→ Task brief: Give a verbatim repeat of the lines that run from the line containing "the gold cord" to the end of the data below.

→ Dataset extract:

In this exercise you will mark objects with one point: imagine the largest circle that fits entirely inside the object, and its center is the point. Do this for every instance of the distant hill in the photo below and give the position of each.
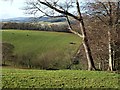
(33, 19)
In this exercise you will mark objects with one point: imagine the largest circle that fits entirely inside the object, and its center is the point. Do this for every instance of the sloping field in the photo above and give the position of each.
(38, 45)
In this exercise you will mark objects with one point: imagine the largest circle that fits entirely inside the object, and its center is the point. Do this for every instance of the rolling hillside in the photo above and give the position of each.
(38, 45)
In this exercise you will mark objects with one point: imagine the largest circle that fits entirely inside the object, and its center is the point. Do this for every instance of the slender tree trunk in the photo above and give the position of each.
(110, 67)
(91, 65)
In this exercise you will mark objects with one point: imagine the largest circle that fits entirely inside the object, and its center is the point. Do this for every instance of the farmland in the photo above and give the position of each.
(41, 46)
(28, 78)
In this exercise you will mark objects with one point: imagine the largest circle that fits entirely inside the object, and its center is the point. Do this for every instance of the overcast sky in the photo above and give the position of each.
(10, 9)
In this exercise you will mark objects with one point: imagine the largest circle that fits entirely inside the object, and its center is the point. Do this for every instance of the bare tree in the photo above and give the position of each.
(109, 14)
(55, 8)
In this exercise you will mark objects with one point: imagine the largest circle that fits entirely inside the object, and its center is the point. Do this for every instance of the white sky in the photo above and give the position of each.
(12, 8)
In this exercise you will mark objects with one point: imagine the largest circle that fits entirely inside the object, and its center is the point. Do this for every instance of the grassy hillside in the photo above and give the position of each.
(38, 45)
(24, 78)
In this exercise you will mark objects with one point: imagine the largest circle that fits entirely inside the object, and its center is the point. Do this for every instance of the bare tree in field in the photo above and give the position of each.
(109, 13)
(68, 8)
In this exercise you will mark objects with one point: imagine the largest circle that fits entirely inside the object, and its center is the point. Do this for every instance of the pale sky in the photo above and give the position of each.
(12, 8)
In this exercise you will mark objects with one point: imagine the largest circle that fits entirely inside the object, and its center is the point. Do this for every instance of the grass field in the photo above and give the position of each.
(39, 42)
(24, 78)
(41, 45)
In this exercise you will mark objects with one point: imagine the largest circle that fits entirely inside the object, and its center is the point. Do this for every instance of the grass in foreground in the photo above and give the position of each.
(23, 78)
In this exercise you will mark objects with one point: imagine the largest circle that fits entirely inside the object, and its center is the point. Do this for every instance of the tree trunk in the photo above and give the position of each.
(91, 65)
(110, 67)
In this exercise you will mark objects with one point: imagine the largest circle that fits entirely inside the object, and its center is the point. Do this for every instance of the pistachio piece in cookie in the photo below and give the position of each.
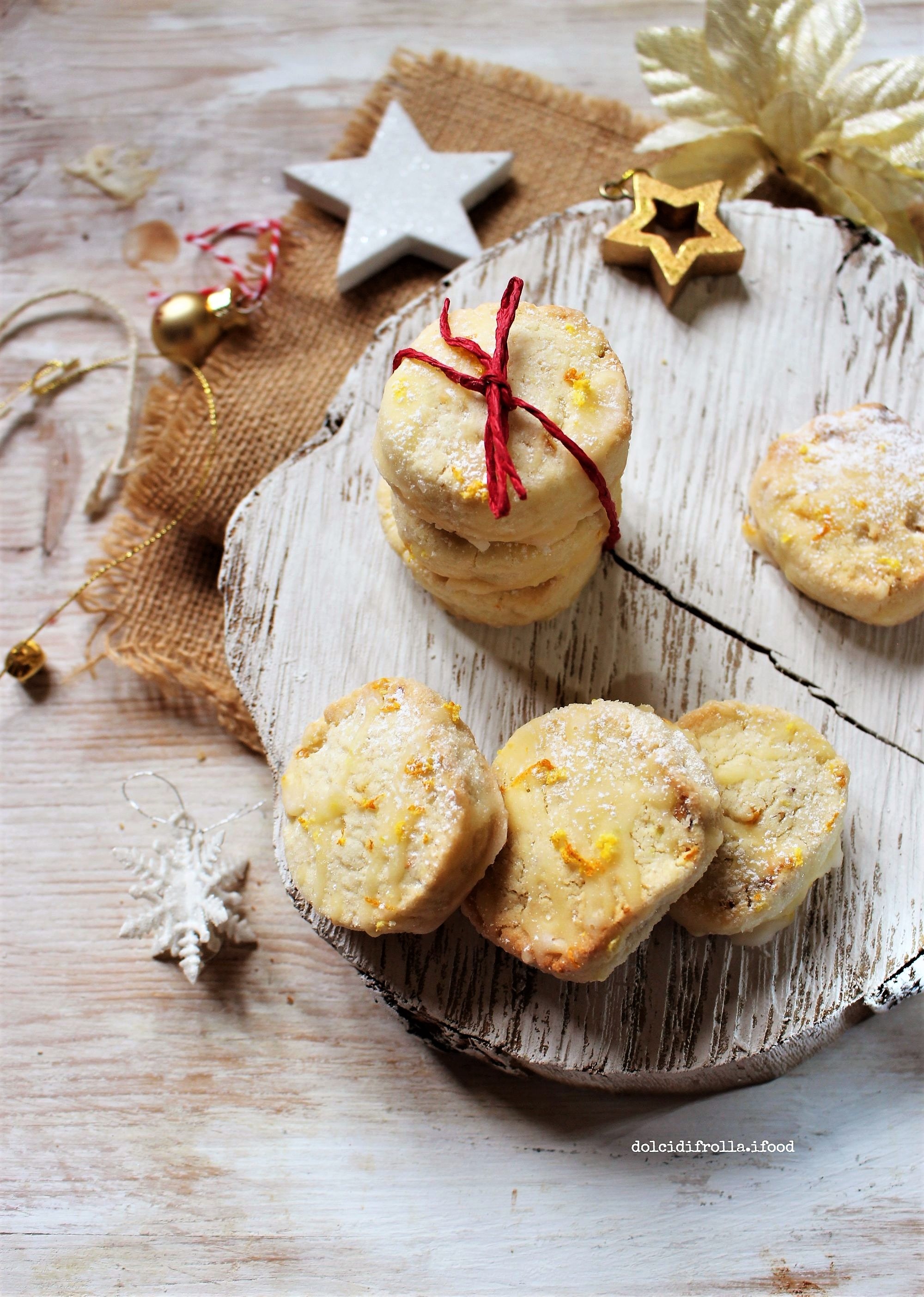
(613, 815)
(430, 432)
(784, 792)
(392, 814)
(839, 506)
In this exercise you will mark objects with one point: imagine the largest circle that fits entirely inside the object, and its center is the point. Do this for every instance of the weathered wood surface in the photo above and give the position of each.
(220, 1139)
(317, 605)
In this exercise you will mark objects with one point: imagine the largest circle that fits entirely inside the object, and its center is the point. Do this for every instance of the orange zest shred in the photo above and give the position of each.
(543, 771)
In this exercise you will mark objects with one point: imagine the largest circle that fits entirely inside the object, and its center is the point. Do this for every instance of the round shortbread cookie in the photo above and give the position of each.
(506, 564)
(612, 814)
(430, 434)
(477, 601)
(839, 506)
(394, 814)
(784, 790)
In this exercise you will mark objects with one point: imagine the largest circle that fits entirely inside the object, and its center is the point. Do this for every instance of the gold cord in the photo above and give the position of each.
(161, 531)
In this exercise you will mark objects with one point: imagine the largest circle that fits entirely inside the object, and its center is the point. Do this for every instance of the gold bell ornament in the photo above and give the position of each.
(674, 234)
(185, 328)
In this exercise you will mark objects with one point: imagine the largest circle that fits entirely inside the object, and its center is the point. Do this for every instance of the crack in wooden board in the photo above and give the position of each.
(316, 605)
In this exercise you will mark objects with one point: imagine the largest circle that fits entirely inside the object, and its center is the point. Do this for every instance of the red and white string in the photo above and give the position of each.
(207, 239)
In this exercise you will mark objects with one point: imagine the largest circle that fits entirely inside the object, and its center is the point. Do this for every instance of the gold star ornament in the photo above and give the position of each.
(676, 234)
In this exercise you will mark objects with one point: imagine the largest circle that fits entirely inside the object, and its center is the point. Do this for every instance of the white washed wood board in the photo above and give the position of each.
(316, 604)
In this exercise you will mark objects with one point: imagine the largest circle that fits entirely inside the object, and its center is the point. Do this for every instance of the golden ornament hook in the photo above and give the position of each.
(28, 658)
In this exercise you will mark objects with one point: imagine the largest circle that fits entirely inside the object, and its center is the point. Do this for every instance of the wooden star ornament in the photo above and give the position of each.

→ Solution:
In this exercise you will mark objects with one point: imagine the largest circle that fits entirely inside the object, and its center is the point. Do this for every instance of the gold cord in the photo above and give the position of each.
(161, 531)
In this exercise you will mark objects with one point: imagine the largest circle that fits entirely inside the object, and its center is the point. Do this for every instance of the gold bell ornament in the photo above and give the position of each.
(674, 234)
(185, 328)
In this exercise you will mark objects with one point: imagine the largest circle that fits entirely inside the object, and its center is the point. Do this for every instance of the crack in wooden board in the photo above and give the position of each.
(316, 605)
In this exercise you will mark objects with one point: imagine the largest circle that fits entirely inside the object, and its center is the point. Do this for every instance of the red and white string in the photo above and give the position of each.
(207, 239)
In this exercise you will mark objects with one point: imagine the largest circle that fits entirely inside the object, and its center is the point. Do this for every instance of the gold star ornament in the photo above and give the position of each.
(676, 234)
In this exercise you will mark objects with one point: imagine the largest circle that fits entirely inside the object, and its center is the point. Do this for every instance of the white washed wood board in the photo above and give the position of each.
(316, 604)
In this exercise you will mark objects with one point: imagine the largest circle that fits entirely inside the object, and its center is the point. Do this for every instance of the golden ornament hook in the photo above and give the position of each.
(28, 658)
In this exercise you will mark objects with one point: imagine the largest circle that fits entirely inside the object, and its center is the point. Do this for every instance of the wooden star ornament in the photo above and give the position of each.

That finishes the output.